Location identification material
----

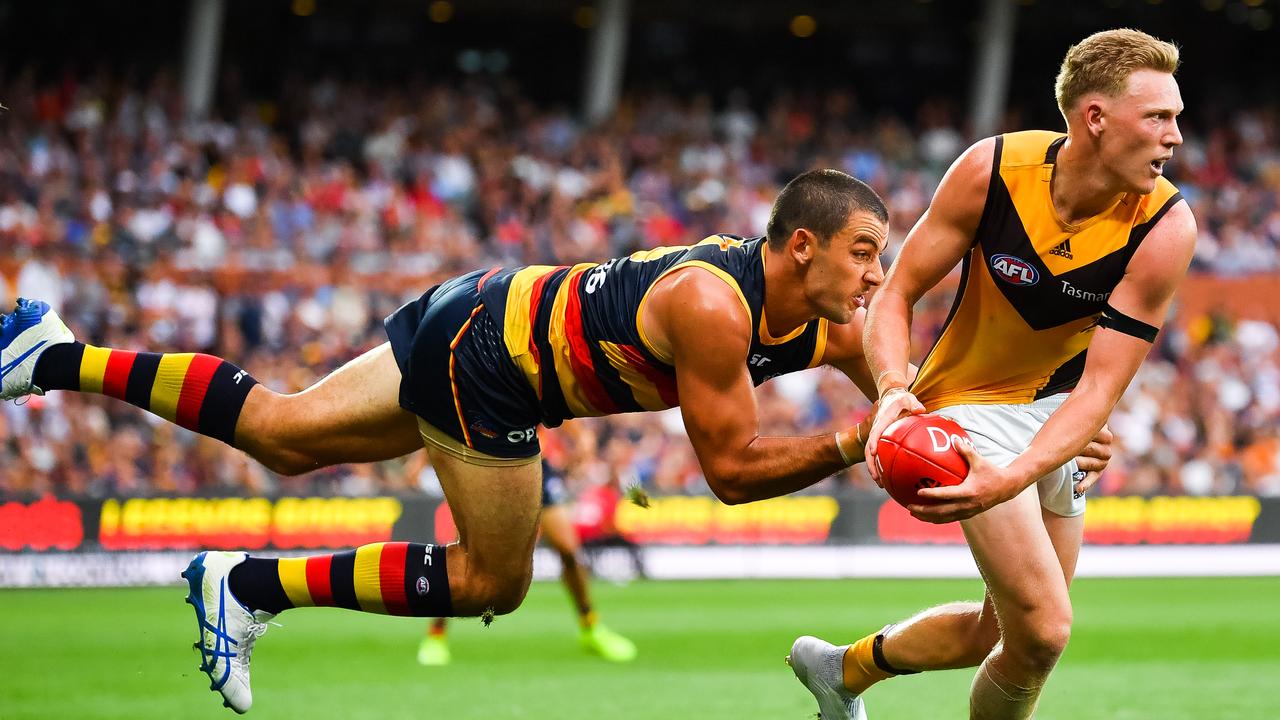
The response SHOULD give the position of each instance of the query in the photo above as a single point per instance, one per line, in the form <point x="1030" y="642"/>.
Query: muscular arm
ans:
<point x="708" y="332"/>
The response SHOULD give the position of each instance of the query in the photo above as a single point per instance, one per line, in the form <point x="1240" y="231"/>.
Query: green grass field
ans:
<point x="1142" y="650"/>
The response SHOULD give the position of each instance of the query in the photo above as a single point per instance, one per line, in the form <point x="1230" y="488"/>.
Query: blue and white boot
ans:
<point x="24" y="336"/>
<point x="227" y="628"/>
<point x="819" y="665"/>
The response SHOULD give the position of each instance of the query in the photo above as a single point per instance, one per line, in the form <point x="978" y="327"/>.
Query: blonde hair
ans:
<point x="1104" y="60"/>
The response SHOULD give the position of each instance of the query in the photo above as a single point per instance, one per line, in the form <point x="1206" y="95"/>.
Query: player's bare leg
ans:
<point x="496" y="511"/>
<point x="595" y="637"/>
<point x="485" y="573"/>
<point x="352" y="415"/>
<point x="1029" y="589"/>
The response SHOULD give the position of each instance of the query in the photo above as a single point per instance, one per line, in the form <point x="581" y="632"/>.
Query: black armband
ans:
<point x="1116" y="320"/>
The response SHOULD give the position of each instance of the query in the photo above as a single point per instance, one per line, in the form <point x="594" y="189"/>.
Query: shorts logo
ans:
<point x="478" y="427"/>
<point x="1014" y="270"/>
<point x="526" y="434"/>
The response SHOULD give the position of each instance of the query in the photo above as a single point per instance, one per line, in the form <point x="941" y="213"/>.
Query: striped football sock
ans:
<point x="389" y="578"/>
<point x="200" y="392"/>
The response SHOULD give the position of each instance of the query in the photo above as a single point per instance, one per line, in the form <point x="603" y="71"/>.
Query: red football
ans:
<point x="917" y="452"/>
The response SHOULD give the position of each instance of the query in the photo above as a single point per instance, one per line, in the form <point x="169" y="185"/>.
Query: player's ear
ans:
<point x="1095" y="117"/>
<point x="803" y="245"/>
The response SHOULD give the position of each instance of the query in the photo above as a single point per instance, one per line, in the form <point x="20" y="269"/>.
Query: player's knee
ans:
<point x="501" y="592"/>
<point x="982" y="641"/>
<point x="265" y="436"/>
<point x="1041" y="647"/>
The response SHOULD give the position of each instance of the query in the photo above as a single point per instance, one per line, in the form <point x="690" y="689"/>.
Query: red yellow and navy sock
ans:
<point x="389" y="578"/>
<point x="200" y="392"/>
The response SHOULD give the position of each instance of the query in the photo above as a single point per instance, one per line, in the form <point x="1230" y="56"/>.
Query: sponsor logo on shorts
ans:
<point x="1014" y="270"/>
<point x="478" y="427"/>
<point x="526" y="434"/>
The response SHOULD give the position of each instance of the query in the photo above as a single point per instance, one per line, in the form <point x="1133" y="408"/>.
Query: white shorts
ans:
<point x="1002" y="432"/>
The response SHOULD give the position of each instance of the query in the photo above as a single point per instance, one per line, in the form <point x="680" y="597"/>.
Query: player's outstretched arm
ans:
<point x="935" y="246"/>
<point x="1120" y="343"/>
<point x="707" y="329"/>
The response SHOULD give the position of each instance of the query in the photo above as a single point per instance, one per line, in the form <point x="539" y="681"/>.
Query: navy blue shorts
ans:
<point x="456" y="372"/>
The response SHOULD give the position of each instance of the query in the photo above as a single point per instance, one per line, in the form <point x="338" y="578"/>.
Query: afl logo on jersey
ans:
<point x="1014" y="270"/>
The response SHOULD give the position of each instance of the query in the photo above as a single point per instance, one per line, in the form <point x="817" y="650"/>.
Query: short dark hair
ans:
<point x="821" y="201"/>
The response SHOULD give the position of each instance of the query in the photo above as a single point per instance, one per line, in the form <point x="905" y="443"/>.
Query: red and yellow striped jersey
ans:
<point x="574" y="331"/>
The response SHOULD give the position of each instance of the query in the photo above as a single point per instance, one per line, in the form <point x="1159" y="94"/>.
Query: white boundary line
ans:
<point x="115" y="569"/>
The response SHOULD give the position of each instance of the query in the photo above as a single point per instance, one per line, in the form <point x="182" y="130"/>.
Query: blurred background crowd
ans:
<point x="280" y="236"/>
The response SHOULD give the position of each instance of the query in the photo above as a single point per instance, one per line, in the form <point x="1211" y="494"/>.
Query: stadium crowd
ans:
<point x="279" y="236"/>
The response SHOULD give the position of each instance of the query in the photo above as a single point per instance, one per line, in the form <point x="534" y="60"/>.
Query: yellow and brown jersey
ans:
<point x="574" y="331"/>
<point x="1032" y="287"/>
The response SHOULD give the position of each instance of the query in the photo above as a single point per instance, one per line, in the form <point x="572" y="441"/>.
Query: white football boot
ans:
<point x="24" y="336"/>
<point x="819" y="665"/>
<point x="227" y="628"/>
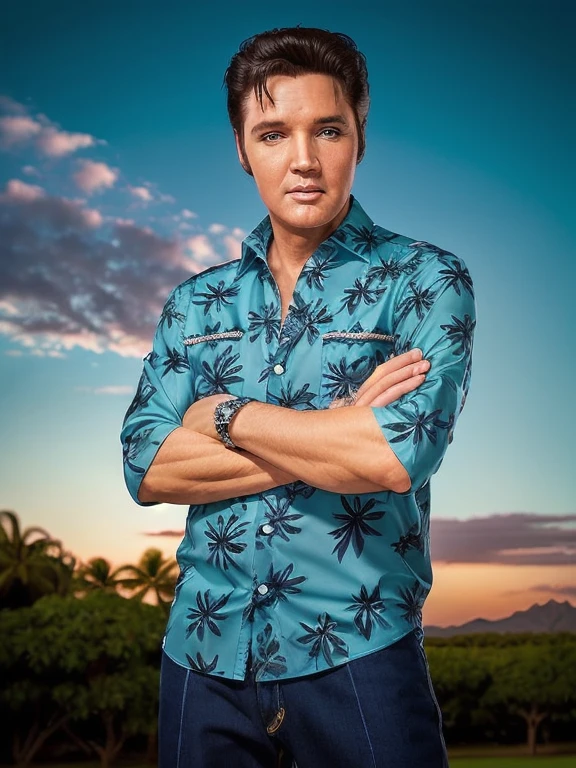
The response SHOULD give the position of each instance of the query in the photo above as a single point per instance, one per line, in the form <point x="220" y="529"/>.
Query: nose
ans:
<point x="303" y="157"/>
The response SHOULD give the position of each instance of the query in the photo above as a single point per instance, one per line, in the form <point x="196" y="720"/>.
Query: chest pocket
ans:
<point x="214" y="359"/>
<point x="348" y="359"/>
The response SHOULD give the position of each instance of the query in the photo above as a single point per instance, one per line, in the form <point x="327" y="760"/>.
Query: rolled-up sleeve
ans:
<point x="154" y="413"/>
<point x="435" y="312"/>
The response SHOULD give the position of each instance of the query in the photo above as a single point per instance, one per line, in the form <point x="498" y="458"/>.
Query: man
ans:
<point x="299" y="399"/>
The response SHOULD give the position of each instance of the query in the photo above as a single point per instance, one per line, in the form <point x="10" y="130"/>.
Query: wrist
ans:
<point x="224" y="414"/>
<point x="238" y="429"/>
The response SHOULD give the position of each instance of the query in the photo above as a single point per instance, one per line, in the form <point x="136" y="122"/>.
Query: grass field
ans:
<point x="558" y="756"/>
<point x="540" y="761"/>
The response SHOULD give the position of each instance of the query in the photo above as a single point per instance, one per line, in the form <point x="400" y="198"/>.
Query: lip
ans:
<point x="305" y="196"/>
<point x="306" y="188"/>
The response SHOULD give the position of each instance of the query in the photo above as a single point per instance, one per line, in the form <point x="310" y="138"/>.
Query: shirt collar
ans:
<point x="352" y="234"/>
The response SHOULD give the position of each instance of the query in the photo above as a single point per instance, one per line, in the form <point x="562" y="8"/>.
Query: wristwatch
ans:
<point x="223" y="415"/>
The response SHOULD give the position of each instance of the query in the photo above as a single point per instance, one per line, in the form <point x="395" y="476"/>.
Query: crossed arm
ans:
<point x="340" y="449"/>
<point x="392" y="438"/>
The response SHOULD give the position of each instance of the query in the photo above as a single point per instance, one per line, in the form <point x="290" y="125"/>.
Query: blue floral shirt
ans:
<point x="306" y="578"/>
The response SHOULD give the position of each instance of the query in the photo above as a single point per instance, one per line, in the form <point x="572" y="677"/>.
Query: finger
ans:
<point x="393" y="364"/>
<point x="402" y="388"/>
<point x="385" y="382"/>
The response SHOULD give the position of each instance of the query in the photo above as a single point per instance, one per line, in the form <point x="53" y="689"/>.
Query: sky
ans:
<point x="119" y="179"/>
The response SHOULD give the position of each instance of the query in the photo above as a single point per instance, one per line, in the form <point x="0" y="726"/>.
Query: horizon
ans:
<point x="119" y="179"/>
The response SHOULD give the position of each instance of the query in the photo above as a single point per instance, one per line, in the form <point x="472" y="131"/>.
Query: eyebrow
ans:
<point x="267" y="124"/>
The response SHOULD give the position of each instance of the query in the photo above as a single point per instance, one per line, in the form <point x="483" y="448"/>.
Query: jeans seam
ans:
<point x="361" y="714"/>
<point x="182" y="717"/>
<point x="435" y="700"/>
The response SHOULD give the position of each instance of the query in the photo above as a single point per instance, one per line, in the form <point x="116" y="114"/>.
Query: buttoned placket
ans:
<point x="263" y="604"/>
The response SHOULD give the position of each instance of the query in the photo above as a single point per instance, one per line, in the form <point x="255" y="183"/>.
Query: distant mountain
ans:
<point x="550" y="617"/>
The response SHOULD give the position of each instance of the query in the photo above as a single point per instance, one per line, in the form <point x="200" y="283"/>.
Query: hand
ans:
<point x="200" y="415"/>
<point x="390" y="380"/>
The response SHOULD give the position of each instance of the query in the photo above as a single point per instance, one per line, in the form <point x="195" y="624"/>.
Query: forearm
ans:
<point x="341" y="450"/>
<point x="191" y="468"/>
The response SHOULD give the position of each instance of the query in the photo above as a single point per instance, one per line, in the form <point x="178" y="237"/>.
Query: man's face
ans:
<point x="301" y="147"/>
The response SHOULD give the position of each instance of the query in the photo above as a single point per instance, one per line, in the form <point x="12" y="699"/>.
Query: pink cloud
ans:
<point x="142" y="193"/>
<point x="92" y="176"/>
<point x="20" y="128"/>
<point x="519" y="538"/>
<point x="57" y="143"/>
<point x="20" y="192"/>
<point x="17" y="130"/>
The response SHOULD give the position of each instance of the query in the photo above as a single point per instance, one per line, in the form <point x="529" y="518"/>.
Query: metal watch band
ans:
<point x="223" y="415"/>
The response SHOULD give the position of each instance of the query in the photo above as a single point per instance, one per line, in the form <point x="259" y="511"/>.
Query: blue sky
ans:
<point x="119" y="177"/>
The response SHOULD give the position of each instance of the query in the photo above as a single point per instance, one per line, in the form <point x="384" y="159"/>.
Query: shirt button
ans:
<point x="267" y="529"/>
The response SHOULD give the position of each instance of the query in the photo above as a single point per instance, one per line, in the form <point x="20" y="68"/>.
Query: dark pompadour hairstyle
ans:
<point x="296" y="51"/>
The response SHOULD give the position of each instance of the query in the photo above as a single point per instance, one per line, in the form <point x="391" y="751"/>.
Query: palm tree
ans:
<point x="97" y="574"/>
<point x="32" y="563"/>
<point x="153" y="574"/>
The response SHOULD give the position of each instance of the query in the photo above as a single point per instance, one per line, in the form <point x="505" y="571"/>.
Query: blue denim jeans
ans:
<point x="377" y="711"/>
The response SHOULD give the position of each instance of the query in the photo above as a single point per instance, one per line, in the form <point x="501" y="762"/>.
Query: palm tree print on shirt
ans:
<point x="265" y="321"/>
<point x="175" y="362"/>
<point x="455" y="276"/>
<point x="316" y="268"/>
<point x="267" y="657"/>
<point x="219" y="295"/>
<point x="281" y="517"/>
<point x="344" y="378"/>
<point x="412" y="539"/>
<point x="368" y="609"/>
<point x="416" y="424"/>
<point x="360" y="292"/>
<point x="144" y="392"/>
<point x="287" y="399"/>
<point x="324" y="640"/>
<point x="355" y="526"/>
<point x="419" y="301"/>
<point x="367" y="238"/>
<point x="222" y="541"/>
<point x="170" y="314"/>
<point x="393" y="269"/>
<point x="218" y="377"/>
<point x="303" y="318"/>
<point x="133" y="447"/>
<point x="200" y="665"/>
<point x="280" y="584"/>
<point x="460" y="333"/>
<point x="206" y="614"/>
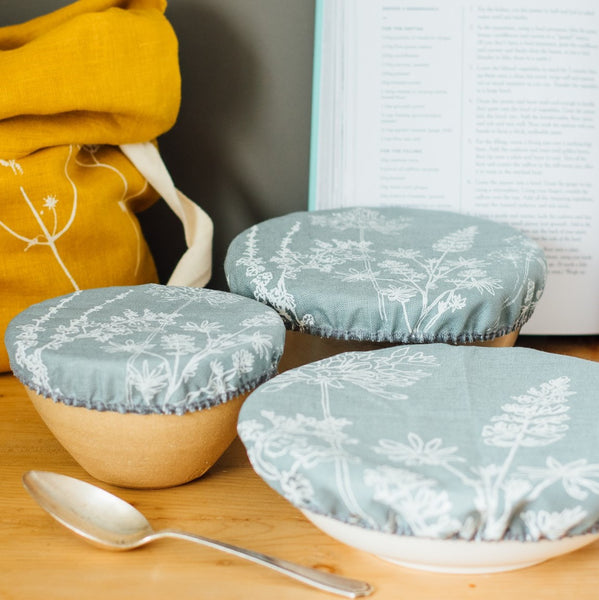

----

Find every line in the material above that contains the word "shirt", matching case exactly, and copy each of those lines.

Query: shirt collar
Query: blue floral shirt
Query: shirt button
Query: palm tree print on shirt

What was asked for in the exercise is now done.